» **Work to complete**
Update the rows from the line containing "of the harbour" through the end of the rows, replacing "integer" with "whole-number" and leaving everything else unchanged.
───── Exercise inputs ─────
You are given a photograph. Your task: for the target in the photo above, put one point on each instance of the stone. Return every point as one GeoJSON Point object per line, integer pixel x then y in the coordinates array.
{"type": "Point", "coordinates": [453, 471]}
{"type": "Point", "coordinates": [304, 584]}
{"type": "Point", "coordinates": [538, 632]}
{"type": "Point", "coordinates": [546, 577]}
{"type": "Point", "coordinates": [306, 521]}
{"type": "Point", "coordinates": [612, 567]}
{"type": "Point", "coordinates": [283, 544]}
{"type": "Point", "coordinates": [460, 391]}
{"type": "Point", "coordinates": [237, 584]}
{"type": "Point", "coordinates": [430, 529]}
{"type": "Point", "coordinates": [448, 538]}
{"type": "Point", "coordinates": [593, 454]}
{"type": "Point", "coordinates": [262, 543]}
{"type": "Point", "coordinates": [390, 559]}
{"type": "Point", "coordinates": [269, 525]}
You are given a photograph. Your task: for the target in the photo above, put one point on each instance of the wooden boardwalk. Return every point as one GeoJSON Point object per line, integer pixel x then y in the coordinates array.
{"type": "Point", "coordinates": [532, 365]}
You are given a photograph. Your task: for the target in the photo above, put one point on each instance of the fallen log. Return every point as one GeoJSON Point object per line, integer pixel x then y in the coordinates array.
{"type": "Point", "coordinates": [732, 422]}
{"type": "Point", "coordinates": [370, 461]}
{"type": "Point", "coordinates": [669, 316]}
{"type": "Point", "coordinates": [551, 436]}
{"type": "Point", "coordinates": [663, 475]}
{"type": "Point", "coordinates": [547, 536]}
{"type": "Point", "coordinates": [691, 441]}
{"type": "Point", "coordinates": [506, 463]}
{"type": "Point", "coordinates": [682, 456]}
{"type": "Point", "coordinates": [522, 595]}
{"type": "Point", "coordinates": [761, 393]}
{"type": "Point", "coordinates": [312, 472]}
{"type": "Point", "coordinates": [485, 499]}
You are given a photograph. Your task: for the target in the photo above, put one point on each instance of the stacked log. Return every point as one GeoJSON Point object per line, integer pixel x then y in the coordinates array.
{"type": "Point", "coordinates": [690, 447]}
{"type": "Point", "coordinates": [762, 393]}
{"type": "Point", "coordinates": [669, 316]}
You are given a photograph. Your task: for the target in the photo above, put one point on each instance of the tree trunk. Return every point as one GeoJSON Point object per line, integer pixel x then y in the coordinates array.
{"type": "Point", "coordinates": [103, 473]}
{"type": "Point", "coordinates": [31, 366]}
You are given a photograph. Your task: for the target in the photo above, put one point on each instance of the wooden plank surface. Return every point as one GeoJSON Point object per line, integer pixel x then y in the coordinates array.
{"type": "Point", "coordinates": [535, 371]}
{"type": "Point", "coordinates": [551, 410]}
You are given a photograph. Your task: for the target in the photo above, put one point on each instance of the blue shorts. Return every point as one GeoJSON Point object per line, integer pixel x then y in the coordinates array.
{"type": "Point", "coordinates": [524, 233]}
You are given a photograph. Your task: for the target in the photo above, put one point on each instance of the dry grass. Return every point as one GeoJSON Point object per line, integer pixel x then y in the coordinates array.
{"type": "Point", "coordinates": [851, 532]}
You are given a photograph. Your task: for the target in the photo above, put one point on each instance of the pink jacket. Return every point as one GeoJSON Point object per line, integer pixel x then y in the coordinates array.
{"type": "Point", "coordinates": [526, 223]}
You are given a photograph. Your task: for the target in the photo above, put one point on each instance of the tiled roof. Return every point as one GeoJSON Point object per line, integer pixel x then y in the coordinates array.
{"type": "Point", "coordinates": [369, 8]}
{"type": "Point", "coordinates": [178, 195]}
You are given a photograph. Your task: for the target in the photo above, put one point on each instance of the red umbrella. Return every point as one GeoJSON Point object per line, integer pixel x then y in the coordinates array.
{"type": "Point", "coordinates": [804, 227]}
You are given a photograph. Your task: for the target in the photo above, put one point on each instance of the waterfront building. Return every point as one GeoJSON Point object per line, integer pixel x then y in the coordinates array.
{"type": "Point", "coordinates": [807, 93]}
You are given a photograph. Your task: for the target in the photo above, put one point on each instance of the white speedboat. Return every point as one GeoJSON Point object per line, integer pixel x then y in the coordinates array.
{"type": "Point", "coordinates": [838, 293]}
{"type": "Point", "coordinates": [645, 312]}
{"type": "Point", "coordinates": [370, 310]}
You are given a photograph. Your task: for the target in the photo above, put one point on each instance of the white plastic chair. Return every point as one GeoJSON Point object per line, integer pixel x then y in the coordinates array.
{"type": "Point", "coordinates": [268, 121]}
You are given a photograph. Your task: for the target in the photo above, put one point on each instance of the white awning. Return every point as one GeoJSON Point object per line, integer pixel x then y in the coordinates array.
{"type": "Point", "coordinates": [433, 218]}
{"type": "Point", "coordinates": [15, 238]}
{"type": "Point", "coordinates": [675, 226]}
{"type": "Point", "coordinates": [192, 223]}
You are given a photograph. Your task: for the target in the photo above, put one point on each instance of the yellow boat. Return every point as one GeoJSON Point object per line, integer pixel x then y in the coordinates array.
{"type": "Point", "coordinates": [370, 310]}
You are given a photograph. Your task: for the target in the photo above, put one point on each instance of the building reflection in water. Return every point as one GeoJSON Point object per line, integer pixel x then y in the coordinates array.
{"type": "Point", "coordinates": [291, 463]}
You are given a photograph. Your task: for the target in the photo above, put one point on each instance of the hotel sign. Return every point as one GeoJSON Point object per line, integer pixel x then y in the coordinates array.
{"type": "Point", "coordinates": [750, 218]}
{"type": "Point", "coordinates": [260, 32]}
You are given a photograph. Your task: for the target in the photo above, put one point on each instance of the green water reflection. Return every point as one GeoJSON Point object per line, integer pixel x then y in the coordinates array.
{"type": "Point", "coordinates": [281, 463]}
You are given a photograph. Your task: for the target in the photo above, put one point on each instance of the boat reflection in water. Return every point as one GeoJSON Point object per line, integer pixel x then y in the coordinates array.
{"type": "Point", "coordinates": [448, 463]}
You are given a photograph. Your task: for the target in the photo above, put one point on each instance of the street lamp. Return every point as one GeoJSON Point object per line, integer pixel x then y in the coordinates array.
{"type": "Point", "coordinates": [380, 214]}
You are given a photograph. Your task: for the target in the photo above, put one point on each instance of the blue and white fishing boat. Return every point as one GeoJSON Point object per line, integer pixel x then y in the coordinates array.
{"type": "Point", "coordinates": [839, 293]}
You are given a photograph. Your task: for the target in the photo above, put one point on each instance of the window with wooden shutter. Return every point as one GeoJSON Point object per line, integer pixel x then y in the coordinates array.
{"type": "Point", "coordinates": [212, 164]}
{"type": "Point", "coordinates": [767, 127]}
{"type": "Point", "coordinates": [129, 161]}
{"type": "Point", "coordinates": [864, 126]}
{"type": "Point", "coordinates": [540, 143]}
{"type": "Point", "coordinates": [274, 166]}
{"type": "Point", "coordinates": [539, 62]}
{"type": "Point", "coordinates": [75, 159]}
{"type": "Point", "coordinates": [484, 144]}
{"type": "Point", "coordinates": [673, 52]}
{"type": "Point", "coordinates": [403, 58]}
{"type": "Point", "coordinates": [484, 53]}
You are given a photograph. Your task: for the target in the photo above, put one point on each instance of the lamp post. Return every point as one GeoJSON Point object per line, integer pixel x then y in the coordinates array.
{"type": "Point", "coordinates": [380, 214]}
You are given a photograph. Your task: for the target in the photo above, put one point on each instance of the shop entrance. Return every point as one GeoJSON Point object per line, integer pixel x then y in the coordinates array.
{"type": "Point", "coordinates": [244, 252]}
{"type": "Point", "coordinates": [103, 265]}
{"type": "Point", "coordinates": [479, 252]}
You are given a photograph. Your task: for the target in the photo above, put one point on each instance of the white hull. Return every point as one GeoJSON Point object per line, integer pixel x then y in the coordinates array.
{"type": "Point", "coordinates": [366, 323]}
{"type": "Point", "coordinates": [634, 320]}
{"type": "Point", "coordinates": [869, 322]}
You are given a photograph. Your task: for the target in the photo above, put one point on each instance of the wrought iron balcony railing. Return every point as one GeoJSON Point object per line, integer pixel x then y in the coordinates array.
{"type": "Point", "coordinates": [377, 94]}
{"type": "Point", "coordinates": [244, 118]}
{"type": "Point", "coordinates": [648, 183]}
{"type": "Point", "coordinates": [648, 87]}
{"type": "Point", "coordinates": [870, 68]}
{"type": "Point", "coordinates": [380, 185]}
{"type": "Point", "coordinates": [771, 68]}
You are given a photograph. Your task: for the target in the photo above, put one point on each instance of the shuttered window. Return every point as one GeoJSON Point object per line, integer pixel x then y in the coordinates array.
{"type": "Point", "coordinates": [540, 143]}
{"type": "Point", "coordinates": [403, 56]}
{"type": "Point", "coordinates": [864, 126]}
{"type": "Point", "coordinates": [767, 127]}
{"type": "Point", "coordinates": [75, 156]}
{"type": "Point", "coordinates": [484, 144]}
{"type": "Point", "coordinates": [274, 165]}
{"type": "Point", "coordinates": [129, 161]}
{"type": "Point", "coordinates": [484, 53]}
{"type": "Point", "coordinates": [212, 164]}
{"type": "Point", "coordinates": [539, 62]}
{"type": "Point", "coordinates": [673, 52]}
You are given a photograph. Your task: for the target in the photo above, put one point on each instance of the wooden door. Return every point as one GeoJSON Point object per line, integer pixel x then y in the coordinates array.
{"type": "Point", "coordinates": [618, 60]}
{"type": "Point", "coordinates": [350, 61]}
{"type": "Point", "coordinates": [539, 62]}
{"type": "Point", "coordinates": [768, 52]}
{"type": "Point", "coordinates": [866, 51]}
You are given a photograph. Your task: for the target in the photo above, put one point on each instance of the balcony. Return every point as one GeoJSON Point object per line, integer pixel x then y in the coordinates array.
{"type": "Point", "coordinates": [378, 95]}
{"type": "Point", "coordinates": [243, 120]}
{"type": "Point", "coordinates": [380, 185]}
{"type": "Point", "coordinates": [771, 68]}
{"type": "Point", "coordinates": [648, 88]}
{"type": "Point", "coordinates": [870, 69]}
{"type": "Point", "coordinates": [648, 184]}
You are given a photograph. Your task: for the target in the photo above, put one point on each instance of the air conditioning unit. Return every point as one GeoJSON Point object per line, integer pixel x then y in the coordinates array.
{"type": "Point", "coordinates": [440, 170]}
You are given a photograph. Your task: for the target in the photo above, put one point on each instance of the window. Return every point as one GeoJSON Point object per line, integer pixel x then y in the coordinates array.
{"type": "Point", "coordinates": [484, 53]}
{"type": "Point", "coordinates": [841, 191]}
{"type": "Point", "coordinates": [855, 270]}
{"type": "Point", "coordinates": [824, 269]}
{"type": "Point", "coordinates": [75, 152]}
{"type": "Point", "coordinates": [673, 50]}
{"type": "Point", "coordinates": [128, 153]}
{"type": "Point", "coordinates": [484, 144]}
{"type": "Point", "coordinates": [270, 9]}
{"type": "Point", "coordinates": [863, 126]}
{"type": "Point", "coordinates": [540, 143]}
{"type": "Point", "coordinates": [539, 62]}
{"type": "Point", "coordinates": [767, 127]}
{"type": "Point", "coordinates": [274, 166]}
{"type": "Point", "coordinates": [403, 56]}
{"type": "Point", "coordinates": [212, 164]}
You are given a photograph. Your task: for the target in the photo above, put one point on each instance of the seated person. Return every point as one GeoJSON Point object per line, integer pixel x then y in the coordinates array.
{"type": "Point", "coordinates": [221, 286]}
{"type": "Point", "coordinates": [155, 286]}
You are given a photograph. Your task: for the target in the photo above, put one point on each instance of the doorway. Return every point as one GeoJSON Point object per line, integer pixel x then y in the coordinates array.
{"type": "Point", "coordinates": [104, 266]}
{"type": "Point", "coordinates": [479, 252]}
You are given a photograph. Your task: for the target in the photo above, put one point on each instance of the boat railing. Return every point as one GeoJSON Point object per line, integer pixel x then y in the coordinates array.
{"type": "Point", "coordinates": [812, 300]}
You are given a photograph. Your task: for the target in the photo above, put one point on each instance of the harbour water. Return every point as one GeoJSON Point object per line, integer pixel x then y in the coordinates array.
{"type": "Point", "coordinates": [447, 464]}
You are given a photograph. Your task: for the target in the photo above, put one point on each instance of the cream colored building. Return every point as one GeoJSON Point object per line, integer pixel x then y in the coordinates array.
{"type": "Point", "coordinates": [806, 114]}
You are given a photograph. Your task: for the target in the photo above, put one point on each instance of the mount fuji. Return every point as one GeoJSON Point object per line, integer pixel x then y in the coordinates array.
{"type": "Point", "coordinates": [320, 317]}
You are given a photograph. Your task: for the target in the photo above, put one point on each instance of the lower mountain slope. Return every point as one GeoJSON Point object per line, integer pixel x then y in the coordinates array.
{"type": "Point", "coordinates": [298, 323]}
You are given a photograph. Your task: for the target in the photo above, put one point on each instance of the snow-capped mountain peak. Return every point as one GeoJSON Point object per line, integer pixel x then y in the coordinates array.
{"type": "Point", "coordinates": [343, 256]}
─────
» **Result below**
You are given a photograph. Your task: for the target in the photo above, put one point on each instance of the harbour water. Return every point as one GeoJSON Point object per line, whole-number pixel x then y in the coordinates array.
{"type": "Point", "coordinates": [447, 464]}
You are given a photograph. Your task: for the target in the photo above, put one point on each instance of the cream colored building. Return every point as one GeoJSON Point object per line, whole-number pixel x then y in the coordinates array.
{"type": "Point", "coordinates": [806, 114]}
You are given a photograph. Your task: for the target in the photo above, put one point on each instance of the mount fuji. Return every point as one GeoJSON Point object per line, whole-number pixel x then y in the coordinates array.
{"type": "Point", "coordinates": [320, 317]}
You are given a photograph. Your task: for the target in the photo above, put one point on each instance of the lower mountain slope. Return every point as one GeoJSON Point object per line, whole-number pixel x then y in the coordinates array.
{"type": "Point", "coordinates": [298, 323]}
You are given a photograph. Your task: for the target in the photo above, put one point on each instance of the snow-capped mountain peak. Return every point as one GeoJSON Point object per line, whole-number pixel x then y in the coordinates array.
{"type": "Point", "coordinates": [343, 256]}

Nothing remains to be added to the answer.